====== PASSAGE GIVEN

Celebrating TCS at STOC 2017

STOC 2017 is going to be part of an expanded “Theory Festival” which will include not just the paper presentations, but a host of other activities such as plenary talks and tutorials, workshops, and more.

One of the components I am most excited about is a sequence of invited plenary short talks where we will get a chance to hear about some exciting recent theoretical works from a variety of areas from areas as disparate as theoretical physics and network programming languages, and many others in between.

As the chair of the committee to select these talks, I was very fortunate for the work of the committee members as well as the many nominations we received from leading researchers across a great many fields.  I am also grateful to all the speakers that agreed to come despite the fact that in most cases STOC is not their “home conference”.  The end result is a collection of talks that is sure to contain interesting and new content for every theoretical computer scientist, and I encourage everyone who can make it to register to the conference and come to Montreal in June.

============

» WRITTEN EXERCISE 1
Answer these questions using the passage on STOC 2017.
(a) What expanded event will STOC 2017 be part of?
(b) Which two disparate areas are named as sources of the recent works covered by the plenary short talks?
(c) In what city and month does the author encourage readers to attend the conference?

====== ENTRIES

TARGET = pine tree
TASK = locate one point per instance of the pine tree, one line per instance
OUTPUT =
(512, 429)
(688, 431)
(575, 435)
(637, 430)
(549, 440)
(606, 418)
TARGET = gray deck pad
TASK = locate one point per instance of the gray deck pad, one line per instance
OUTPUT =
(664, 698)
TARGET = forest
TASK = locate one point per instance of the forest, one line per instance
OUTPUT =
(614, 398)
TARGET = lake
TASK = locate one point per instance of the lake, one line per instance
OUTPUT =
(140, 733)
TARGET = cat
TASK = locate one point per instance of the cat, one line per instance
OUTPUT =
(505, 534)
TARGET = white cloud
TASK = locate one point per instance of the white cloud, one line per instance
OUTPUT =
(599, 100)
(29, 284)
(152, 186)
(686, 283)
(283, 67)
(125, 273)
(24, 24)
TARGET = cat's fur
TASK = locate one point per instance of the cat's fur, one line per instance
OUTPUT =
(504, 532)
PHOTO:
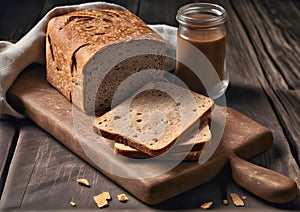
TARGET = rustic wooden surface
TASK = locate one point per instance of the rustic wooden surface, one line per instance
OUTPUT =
(263, 63)
(33, 96)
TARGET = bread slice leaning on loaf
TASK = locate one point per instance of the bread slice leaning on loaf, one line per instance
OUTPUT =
(90, 52)
(155, 117)
(194, 142)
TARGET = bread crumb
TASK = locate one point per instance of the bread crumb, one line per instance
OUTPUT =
(206, 205)
(83, 182)
(225, 202)
(122, 197)
(101, 199)
(106, 195)
(73, 204)
(237, 201)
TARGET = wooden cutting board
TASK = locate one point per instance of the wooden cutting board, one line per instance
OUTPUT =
(150, 181)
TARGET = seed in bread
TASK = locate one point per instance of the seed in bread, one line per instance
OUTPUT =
(90, 52)
(195, 142)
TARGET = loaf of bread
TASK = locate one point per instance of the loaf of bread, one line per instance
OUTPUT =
(90, 52)
(155, 117)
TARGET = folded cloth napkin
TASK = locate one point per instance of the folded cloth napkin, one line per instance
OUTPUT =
(14, 57)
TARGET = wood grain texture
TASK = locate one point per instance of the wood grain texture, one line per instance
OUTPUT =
(8, 133)
(276, 54)
(54, 113)
(43, 175)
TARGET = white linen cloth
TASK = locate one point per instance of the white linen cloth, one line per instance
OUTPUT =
(14, 57)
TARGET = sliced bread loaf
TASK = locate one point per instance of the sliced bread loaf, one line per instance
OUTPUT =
(155, 117)
(195, 142)
(90, 52)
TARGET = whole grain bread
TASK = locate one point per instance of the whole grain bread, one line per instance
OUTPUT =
(155, 117)
(89, 53)
(122, 149)
(195, 142)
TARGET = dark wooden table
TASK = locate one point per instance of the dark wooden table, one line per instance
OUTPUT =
(263, 60)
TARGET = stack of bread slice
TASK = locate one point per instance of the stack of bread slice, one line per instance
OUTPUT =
(161, 120)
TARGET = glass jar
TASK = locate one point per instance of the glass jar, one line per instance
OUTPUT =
(202, 27)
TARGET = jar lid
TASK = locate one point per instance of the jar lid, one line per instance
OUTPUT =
(201, 14)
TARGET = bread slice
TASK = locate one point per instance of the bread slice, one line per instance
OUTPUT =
(129, 152)
(155, 117)
(195, 142)
(89, 53)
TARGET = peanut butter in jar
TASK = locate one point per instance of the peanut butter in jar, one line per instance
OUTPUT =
(202, 28)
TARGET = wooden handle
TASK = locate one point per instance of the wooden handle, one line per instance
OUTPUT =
(264, 183)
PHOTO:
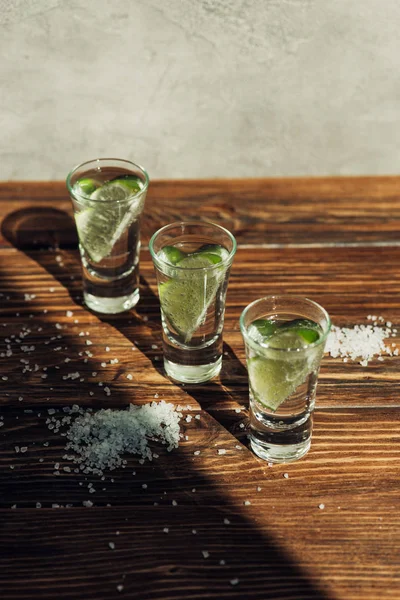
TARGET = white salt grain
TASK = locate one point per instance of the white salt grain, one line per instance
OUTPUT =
(98, 441)
(359, 343)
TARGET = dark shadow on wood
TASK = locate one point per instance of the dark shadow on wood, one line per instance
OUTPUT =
(42, 547)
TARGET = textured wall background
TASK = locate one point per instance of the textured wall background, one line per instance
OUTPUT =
(200, 88)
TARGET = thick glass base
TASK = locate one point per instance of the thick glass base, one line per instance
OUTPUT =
(278, 453)
(192, 373)
(111, 306)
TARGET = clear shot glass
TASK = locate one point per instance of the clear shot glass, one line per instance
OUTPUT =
(284, 338)
(192, 261)
(108, 196)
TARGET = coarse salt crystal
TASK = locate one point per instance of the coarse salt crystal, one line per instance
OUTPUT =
(359, 343)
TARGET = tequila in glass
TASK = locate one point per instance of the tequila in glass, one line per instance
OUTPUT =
(192, 262)
(284, 338)
(108, 198)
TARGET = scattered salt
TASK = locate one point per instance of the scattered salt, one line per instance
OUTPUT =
(97, 441)
(361, 342)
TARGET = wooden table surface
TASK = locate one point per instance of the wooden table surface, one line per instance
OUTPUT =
(334, 240)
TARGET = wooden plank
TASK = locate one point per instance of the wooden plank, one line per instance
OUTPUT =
(258, 211)
(358, 448)
(282, 543)
(351, 283)
(340, 554)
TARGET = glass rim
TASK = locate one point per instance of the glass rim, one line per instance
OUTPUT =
(224, 261)
(291, 297)
(84, 198)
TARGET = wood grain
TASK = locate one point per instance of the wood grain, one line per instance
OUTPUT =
(335, 240)
(299, 211)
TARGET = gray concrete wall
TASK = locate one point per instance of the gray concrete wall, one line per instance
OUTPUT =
(200, 88)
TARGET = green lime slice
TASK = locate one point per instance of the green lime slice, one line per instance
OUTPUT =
(101, 224)
(86, 186)
(274, 380)
(171, 255)
(265, 327)
(133, 182)
(214, 249)
(186, 297)
(308, 330)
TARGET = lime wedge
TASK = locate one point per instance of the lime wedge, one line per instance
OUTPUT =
(210, 256)
(100, 224)
(171, 255)
(134, 183)
(186, 297)
(305, 328)
(214, 249)
(272, 381)
(85, 186)
(265, 327)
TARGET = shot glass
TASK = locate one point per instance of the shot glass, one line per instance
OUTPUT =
(192, 261)
(284, 338)
(108, 196)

============

» WRITTEN EXERCISE 2
Extract from the entries the lines running from the one that contains "TARGET = green lime slice" through the end of the entries, inclusive. Reproduce them without any change.

» PROBLEM SOLUTION 1
(a) An expanded "Theory Festival."
(b) Theoretical physics and network programming languages.
(c) Montreal, in June.

» PROBLEM SOLUTION 2
TARGET = green lime slice
TASK = locate one point per instance of the green lime slice, one line per instance
OUTPUT =
(101, 224)
(86, 186)
(274, 380)
(171, 255)
(265, 327)
(133, 182)
(214, 249)
(186, 297)
(308, 330)
TARGET = lime wedge
TASK = locate one point per instance of the lime wedge, one line per instance
OUTPUT =
(210, 256)
(100, 224)
(171, 255)
(134, 183)
(186, 297)
(305, 328)
(214, 249)
(272, 381)
(85, 186)
(265, 327)
TARGET = shot glass
TASK = locate one point per instance of the shot glass, one line per instance
OUTPUT =
(192, 261)
(284, 338)
(108, 196)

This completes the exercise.